STATED EXERCISE A.
Answer these questions about the passage on role models and motivation:
(i) Which cultures does the passage name as emphasizing obligations to family?
(ii) What term does the passage use for focusing on learning from failures and preventing them?
(iii) On which pages should the measures be examined?
STATED EXERCISE B. Extend the passage on role models and motivation, starting after its final sentence.

Are you more motivated to achieve
after viewing a successful or unsuccessful person? The answer may depend on
your cultural upbringing. Present Wed Nov 30
Lockwood & friends argue that societies can push a person to strive
towards excellence (be ‘promotion focus’) or to focus on learning from failures
and prevent failures (be ‘prevention focus’). They argue and showed that
specific cultures (Asian, Mexican, Central American)
emphasize obligations to family and defining oneself in terms of one’s
relationships to others. Thus, there is a lot of pressure in pleasing others.
In contrast, individualistic cultures (
I will give you the article testing this hypothesis. I will also give you scales measuring the key concepts (independent/interdependent self concepts, promotion/prevention focus). Feel free to use those measures. Studies have stronger construct validity when they use established/valid scales. The biggest decision your lab group will have to make is how many role models does any one participant respond to (one or two)—one that is successful or unsuccessful or two – one that’s successful and one’s that is not. To reduce the number of participants needed, I’d suggest two, but there are disadvantages of doing so. You also need to decide how you are going to assess ‘motivation’ after seeing such role models. Look at their measures on page 382 and pages 386-7 carefully and decide.

Records from a data source

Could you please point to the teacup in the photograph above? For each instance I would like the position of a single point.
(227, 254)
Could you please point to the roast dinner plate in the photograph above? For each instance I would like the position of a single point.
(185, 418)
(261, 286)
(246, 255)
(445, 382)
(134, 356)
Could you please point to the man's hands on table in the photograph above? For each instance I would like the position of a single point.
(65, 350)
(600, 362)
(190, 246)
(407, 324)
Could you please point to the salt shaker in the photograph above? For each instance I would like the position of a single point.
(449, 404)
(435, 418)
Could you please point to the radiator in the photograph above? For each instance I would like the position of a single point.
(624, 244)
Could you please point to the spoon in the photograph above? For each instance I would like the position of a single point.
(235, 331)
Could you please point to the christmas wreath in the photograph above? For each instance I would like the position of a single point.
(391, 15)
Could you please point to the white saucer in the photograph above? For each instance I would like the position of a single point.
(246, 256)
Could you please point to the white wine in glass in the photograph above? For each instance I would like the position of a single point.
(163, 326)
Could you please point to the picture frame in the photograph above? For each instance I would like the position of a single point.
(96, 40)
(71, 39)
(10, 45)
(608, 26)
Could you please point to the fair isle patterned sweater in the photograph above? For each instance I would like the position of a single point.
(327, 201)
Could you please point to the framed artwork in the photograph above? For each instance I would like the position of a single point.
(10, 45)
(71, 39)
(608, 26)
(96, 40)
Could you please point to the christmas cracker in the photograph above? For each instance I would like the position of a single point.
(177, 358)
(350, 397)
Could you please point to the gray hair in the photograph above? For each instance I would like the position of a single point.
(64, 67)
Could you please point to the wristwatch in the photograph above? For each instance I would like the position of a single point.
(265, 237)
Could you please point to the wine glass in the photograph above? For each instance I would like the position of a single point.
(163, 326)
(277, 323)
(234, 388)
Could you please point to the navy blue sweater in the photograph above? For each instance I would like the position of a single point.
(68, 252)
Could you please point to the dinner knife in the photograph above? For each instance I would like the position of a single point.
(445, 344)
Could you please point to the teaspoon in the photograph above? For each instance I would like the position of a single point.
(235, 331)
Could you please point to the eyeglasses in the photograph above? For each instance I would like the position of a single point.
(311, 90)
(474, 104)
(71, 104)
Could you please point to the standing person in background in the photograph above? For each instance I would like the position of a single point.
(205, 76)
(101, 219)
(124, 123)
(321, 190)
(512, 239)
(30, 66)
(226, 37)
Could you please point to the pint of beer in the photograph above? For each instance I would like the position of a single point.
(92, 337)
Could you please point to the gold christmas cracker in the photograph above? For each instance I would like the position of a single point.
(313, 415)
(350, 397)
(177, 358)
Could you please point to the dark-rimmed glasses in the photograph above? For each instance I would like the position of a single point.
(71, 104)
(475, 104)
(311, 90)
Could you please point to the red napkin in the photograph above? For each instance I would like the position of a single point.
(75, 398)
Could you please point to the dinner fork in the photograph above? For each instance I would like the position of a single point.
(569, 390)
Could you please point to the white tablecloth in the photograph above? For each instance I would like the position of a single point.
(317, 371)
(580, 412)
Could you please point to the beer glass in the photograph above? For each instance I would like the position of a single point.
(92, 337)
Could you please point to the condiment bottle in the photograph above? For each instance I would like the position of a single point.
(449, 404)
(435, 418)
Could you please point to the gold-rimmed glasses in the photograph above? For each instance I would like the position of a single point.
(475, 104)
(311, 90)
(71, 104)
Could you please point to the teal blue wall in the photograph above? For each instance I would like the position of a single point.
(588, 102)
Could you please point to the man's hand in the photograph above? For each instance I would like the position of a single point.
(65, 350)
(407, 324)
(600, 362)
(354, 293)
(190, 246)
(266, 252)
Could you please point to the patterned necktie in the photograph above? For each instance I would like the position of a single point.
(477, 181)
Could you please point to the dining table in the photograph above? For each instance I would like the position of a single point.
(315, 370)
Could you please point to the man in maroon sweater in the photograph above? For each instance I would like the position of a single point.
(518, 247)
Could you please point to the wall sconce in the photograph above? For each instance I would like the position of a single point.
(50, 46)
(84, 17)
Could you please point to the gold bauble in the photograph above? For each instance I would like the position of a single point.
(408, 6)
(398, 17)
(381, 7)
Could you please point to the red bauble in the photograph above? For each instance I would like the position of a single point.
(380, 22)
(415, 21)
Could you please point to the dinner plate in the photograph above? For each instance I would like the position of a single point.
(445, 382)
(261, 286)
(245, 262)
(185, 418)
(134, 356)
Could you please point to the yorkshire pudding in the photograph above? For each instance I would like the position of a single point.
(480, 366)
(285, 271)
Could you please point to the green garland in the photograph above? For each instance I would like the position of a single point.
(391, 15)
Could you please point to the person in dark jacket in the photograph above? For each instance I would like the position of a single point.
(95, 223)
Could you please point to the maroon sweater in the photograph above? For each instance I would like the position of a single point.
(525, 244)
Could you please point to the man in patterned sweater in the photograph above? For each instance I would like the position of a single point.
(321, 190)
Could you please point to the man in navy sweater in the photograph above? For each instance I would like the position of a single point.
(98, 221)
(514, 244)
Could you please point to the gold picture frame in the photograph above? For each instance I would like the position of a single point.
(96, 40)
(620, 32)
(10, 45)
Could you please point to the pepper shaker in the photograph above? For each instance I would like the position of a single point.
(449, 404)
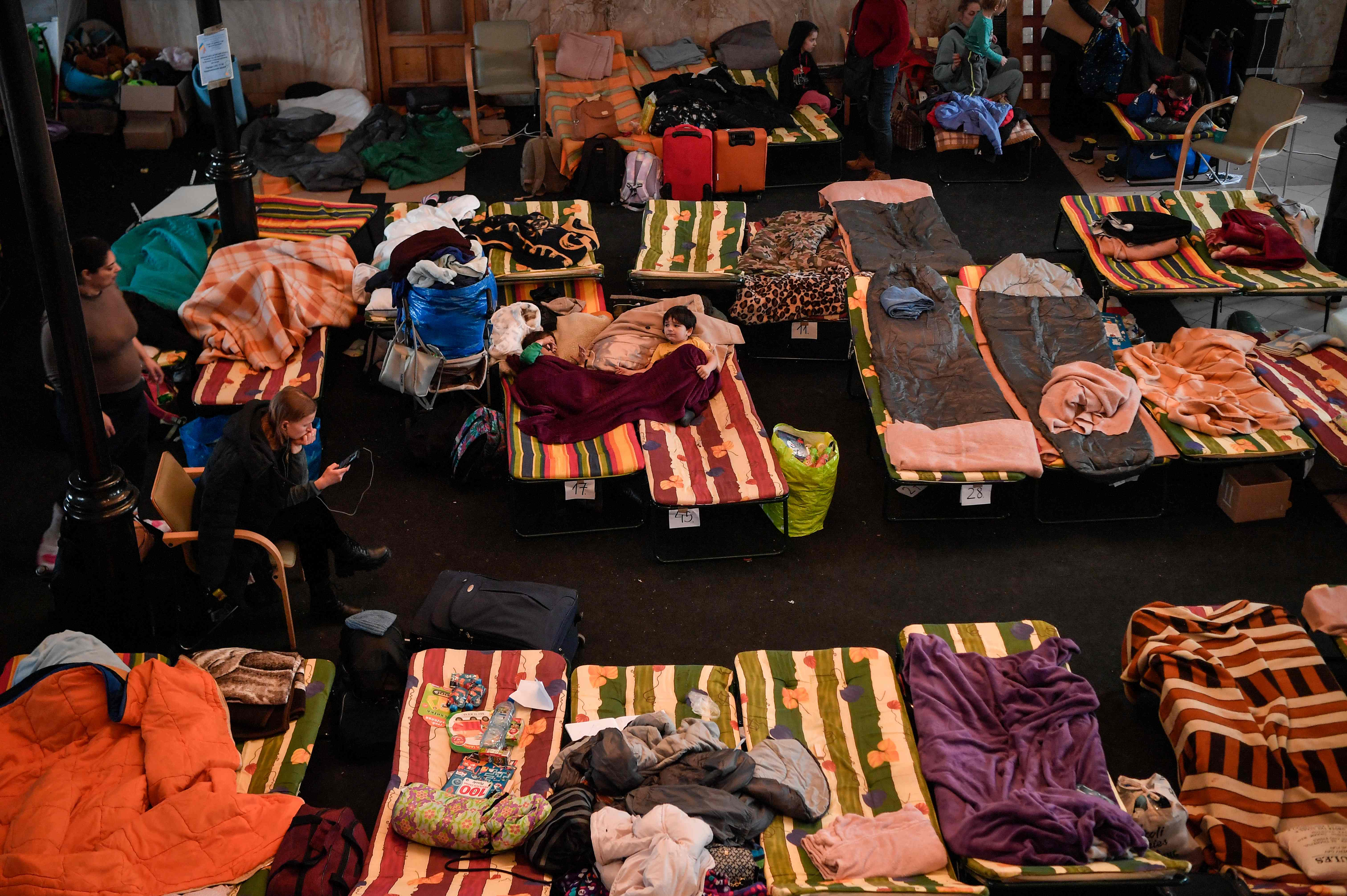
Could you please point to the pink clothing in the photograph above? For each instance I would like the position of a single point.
(896, 844)
(1086, 397)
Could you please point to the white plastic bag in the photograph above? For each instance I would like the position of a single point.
(1154, 805)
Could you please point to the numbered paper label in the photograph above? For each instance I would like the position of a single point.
(685, 518)
(580, 490)
(974, 494)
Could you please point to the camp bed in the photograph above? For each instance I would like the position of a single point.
(1315, 389)
(271, 766)
(1003, 639)
(559, 94)
(228, 383)
(688, 246)
(908, 494)
(709, 480)
(613, 692)
(424, 755)
(845, 707)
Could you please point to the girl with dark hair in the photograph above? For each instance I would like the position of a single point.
(258, 480)
(798, 81)
(119, 360)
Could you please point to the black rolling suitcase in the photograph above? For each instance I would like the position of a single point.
(471, 612)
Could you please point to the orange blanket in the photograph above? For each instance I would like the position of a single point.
(1199, 381)
(146, 805)
(261, 300)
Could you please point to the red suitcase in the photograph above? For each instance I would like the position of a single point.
(688, 164)
(741, 161)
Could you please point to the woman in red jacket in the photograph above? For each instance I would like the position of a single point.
(880, 30)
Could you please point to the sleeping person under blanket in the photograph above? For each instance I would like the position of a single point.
(565, 402)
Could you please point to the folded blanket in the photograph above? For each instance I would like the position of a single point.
(1005, 744)
(568, 403)
(1088, 398)
(1255, 240)
(1199, 381)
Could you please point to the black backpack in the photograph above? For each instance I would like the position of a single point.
(465, 611)
(599, 178)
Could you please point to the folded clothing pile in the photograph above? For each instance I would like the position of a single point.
(1140, 236)
(265, 690)
(1255, 240)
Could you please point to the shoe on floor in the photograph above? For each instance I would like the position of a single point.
(1086, 153)
(861, 164)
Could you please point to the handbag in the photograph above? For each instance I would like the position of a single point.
(593, 118)
(410, 364)
(907, 123)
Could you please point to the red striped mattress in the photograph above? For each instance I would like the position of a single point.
(398, 865)
(236, 383)
(725, 457)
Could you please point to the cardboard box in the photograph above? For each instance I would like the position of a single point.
(1256, 492)
(147, 131)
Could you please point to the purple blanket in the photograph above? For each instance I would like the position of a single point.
(1004, 743)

EXPECTED OUTPUT A.
(i) Asian, Mexican, and Central American cultures.
(ii) 'Prevention focus'.
(iii) Page 382 and pages 386-7.

EXPECTED OUTPUT B.
Create a survey that people can complete in 10 minutes or so. You will also need to seek out and find people who you think are likely to have an interdependent or independent mindset. Contact friends/family to find collectivists if need be. Make it easy to collect data. Prof Inman knows some Asian students and faculty, if you get stuck. Consider other interdependent cultures too (e.g., Latino) to ask. Targeting one ‘status’ group (e.g., only students) will make your survey construction easier (a positive role model for a student and pos one for a faculty member are two DIFFERENT concepts).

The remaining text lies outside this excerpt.